▶ _Try it_:
Return the tail of the records exactly, starting from the line containing "out the apartment" and ending with the final line.

▶ _Material shown_:

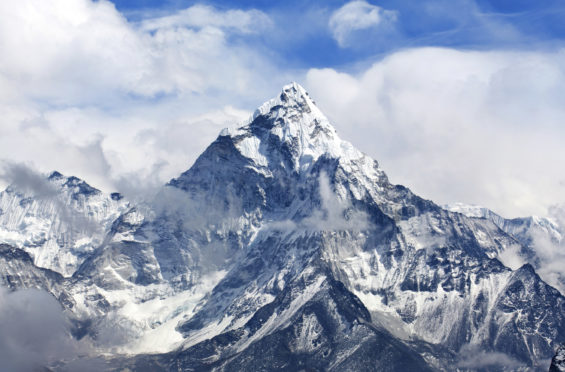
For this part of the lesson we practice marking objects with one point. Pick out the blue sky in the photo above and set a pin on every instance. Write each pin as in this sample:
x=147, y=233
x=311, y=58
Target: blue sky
x=301, y=37
x=460, y=100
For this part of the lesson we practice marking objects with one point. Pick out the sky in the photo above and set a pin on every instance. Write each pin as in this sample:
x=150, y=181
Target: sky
x=460, y=100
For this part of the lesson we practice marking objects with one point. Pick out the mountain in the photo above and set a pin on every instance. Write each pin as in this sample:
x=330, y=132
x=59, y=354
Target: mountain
x=285, y=248
x=59, y=222
x=541, y=239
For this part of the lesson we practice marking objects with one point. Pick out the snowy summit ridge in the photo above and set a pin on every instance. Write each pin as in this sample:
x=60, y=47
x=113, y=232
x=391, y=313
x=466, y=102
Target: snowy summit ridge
x=298, y=123
x=285, y=248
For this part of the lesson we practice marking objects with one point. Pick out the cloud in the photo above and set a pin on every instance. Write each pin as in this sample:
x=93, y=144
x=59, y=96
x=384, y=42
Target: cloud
x=334, y=214
x=25, y=179
x=470, y=356
x=358, y=15
x=33, y=331
x=89, y=93
x=252, y=21
x=478, y=127
x=549, y=245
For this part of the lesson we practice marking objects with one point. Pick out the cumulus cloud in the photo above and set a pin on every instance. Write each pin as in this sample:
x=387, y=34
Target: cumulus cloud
x=478, y=127
x=358, y=15
x=89, y=93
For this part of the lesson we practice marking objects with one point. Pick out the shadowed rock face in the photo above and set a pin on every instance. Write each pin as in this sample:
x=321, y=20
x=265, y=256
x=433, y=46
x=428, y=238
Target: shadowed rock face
x=285, y=248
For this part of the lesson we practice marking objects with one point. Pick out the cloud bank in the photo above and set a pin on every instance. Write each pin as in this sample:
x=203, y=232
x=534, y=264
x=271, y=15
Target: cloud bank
x=355, y=16
x=477, y=127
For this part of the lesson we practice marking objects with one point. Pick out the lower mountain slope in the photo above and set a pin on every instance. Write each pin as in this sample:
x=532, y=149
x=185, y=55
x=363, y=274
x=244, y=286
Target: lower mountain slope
x=283, y=247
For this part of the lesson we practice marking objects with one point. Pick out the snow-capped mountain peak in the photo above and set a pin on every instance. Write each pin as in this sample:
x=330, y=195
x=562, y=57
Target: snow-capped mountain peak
x=290, y=122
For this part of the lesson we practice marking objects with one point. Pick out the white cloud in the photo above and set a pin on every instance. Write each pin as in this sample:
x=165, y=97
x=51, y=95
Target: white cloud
x=358, y=15
x=82, y=89
x=252, y=21
x=478, y=127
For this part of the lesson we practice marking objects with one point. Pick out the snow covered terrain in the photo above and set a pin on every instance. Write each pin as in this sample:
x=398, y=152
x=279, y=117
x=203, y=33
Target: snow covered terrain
x=285, y=248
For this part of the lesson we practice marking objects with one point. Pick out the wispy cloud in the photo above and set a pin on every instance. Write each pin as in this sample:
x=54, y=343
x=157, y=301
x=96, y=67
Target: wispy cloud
x=478, y=127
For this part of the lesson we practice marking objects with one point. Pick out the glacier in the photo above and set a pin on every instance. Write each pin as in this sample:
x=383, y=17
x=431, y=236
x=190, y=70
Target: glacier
x=282, y=248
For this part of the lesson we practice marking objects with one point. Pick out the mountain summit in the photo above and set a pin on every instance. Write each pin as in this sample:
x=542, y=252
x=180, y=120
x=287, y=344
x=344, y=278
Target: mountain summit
x=285, y=248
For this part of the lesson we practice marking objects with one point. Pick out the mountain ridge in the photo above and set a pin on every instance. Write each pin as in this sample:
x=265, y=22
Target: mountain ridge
x=283, y=234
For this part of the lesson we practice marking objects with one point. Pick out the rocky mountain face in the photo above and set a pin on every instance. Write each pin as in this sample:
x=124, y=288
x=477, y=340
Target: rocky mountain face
x=285, y=248
x=59, y=221
x=541, y=239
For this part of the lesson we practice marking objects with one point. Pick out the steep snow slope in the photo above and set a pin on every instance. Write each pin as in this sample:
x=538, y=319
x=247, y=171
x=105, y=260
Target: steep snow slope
x=59, y=225
x=283, y=246
x=542, y=244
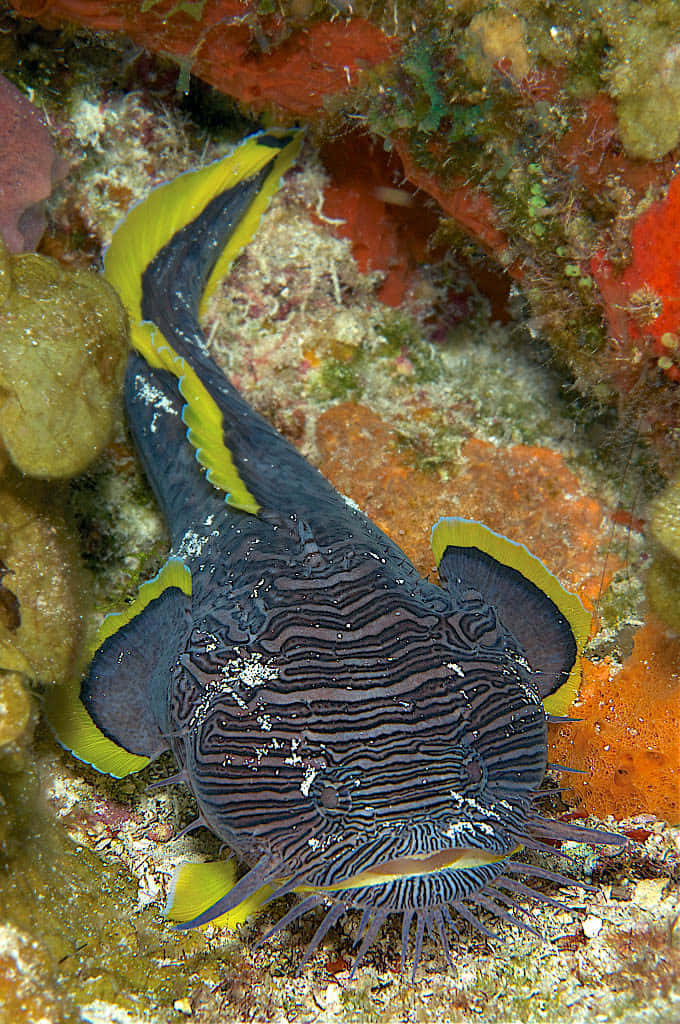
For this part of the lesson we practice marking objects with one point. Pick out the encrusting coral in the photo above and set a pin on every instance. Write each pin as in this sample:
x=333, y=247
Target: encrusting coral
x=29, y=169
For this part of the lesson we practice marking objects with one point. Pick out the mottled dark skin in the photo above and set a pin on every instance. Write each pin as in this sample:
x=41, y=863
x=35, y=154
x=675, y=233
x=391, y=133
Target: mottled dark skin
x=333, y=713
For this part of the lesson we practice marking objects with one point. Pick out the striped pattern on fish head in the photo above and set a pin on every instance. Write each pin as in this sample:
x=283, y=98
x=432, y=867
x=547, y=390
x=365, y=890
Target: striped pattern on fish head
x=375, y=740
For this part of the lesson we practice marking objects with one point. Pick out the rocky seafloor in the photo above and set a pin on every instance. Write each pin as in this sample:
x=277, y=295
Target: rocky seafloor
x=427, y=386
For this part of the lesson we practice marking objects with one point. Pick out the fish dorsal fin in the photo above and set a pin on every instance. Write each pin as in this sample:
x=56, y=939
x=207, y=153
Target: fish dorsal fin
x=246, y=179
x=109, y=722
x=548, y=621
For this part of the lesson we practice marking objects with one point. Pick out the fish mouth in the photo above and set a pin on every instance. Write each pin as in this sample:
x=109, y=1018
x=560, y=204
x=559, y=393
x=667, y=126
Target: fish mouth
x=452, y=858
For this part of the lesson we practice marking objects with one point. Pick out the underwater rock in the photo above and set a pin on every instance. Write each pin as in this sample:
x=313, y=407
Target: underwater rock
x=645, y=77
x=62, y=352
x=28, y=994
x=14, y=710
x=49, y=588
x=627, y=738
x=29, y=169
x=247, y=50
x=664, y=577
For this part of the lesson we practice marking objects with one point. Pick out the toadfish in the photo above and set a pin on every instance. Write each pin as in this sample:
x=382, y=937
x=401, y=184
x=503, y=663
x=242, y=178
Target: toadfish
x=355, y=733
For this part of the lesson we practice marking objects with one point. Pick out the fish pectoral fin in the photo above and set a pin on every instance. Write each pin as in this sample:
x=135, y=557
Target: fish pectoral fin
x=112, y=724
x=196, y=888
x=548, y=621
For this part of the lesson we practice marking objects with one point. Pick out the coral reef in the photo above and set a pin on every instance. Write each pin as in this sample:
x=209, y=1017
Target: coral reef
x=30, y=169
x=61, y=361
x=664, y=574
x=537, y=130
x=628, y=737
x=520, y=124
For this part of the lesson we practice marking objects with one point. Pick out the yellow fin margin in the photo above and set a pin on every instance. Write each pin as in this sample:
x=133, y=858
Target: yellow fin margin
x=147, y=227
x=468, y=534
x=68, y=718
x=195, y=888
x=169, y=208
x=203, y=419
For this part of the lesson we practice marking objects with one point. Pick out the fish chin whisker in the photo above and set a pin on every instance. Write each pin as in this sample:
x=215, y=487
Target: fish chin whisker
x=327, y=924
x=499, y=911
x=369, y=938
x=309, y=903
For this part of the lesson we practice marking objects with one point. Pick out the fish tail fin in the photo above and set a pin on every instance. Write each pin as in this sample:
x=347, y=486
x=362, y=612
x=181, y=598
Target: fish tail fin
x=166, y=258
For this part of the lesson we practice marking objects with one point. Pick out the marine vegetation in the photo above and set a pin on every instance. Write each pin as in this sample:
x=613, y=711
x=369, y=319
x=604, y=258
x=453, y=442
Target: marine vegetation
x=354, y=732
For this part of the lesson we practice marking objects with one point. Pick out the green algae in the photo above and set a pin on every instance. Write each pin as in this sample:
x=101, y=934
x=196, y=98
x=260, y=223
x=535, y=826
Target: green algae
x=62, y=352
x=83, y=913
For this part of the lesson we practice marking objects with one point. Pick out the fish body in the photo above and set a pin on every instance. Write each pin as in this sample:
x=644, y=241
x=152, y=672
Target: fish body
x=351, y=730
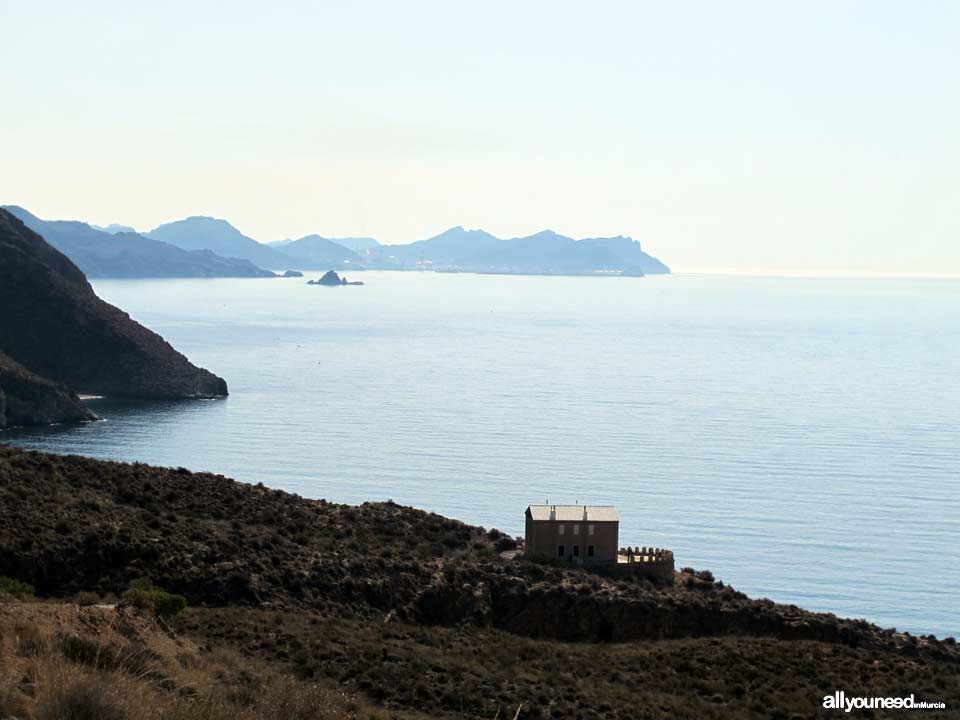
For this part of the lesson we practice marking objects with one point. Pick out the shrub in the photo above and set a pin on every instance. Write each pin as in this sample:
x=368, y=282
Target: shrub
x=144, y=595
x=15, y=587
x=166, y=605
x=139, y=598
x=88, y=598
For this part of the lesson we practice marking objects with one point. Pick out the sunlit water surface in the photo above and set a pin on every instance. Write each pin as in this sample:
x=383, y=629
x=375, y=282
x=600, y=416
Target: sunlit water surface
x=799, y=437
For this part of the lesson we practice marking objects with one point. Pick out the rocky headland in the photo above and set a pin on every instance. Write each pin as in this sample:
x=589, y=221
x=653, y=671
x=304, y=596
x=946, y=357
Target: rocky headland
x=54, y=328
x=420, y=613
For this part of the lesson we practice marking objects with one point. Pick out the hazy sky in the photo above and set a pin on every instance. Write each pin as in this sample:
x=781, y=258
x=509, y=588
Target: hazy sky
x=778, y=134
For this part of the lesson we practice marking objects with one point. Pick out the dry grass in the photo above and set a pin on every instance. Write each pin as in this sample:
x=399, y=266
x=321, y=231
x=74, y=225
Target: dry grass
x=65, y=662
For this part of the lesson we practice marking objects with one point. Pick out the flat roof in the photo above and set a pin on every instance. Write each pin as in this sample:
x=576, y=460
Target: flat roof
x=574, y=513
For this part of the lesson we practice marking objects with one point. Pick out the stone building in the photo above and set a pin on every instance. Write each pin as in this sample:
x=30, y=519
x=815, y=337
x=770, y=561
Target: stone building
x=579, y=534
x=589, y=535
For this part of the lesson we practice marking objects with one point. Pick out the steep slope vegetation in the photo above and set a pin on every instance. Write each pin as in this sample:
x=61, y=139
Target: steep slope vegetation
x=118, y=252
x=53, y=324
x=27, y=399
x=419, y=612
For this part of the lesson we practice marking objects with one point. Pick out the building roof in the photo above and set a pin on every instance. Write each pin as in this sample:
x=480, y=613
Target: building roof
x=574, y=513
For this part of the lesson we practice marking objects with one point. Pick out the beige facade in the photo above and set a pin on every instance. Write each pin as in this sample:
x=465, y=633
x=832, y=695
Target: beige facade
x=579, y=534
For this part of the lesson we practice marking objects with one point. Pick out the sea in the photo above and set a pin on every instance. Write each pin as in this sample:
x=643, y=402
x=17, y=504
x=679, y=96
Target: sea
x=798, y=436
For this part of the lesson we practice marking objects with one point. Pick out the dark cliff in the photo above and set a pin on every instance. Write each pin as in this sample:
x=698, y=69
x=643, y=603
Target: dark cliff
x=53, y=323
x=419, y=612
x=27, y=399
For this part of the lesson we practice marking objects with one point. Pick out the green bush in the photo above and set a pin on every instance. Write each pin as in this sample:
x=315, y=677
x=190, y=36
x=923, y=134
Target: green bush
x=139, y=598
x=15, y=587
x=144, y=595
x=167, y=604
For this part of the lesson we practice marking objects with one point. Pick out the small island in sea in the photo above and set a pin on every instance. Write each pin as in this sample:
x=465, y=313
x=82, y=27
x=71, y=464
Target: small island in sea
x=331, y=279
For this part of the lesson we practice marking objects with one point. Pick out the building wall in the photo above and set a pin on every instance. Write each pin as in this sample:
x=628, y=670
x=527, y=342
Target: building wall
x=543, y=539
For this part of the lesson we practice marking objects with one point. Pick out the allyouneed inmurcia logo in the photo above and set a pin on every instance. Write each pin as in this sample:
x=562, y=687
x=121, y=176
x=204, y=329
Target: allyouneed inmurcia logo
x=840, y=701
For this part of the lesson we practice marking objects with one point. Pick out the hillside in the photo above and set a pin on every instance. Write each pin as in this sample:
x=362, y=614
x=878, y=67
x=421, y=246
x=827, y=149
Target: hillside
x=28, y=399
x=54, y=325
x=117, y=252
x=419, y=613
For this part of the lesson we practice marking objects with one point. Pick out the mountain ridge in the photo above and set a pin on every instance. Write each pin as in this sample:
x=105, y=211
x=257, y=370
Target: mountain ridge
x=121, y=254
x=55, y=326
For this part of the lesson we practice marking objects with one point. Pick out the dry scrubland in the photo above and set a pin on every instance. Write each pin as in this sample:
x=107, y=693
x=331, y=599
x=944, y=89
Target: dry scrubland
x=385, y=611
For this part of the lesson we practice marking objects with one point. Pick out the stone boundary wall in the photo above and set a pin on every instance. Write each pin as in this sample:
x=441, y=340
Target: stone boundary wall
x=650, y=562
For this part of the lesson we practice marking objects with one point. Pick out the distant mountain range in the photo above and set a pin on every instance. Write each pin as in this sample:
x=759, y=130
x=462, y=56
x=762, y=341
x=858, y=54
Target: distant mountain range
x=58, y=338
x=219, y=236
x=209, y=247
x=121, y=254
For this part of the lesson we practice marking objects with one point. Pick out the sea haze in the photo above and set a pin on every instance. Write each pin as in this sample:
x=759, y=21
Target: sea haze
x=799, y=437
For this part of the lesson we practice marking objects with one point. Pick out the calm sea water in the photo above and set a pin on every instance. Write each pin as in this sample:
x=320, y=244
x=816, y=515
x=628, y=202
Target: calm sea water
x=799, y=437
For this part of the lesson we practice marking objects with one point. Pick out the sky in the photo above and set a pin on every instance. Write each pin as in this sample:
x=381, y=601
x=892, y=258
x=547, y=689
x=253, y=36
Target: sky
x=806, y=135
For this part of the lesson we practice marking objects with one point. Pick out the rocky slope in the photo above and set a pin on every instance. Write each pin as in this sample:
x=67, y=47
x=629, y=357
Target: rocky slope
x=53, y=324
x=420, y=611
x=27, y=399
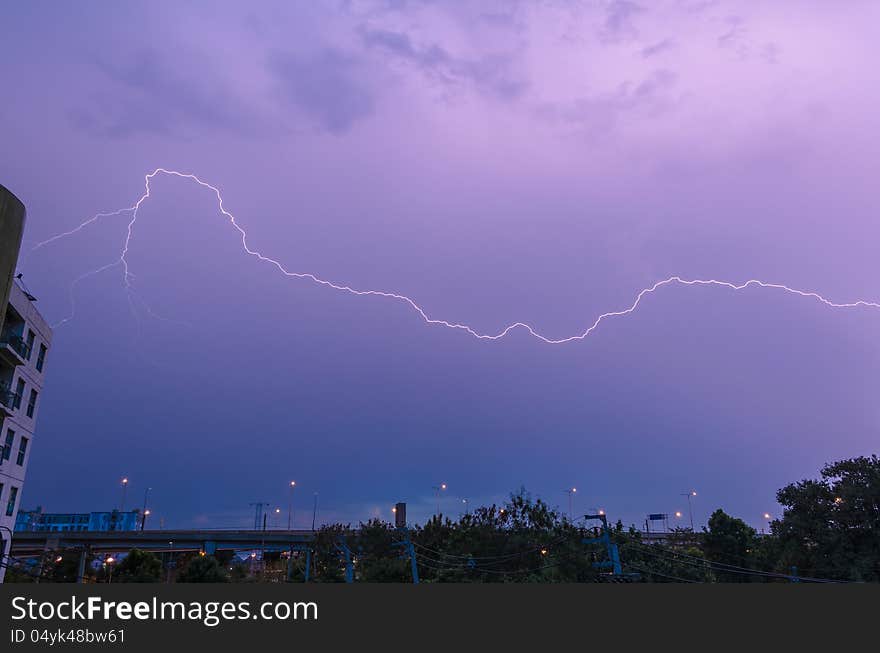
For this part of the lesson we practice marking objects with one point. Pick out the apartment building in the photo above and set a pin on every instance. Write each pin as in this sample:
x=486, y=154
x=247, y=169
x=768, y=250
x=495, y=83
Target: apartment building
x=25, y=340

▶ _Result_:
For this part of the lesson we practice marking objects with one point. Pick out the apartment building in the photo above and set a pin on every instance. Write each pin as in this sample:
x=486, y=154
x=247, y=169
x=768, y=250
x=495, y=83
Target: apartment building
x=25, y=340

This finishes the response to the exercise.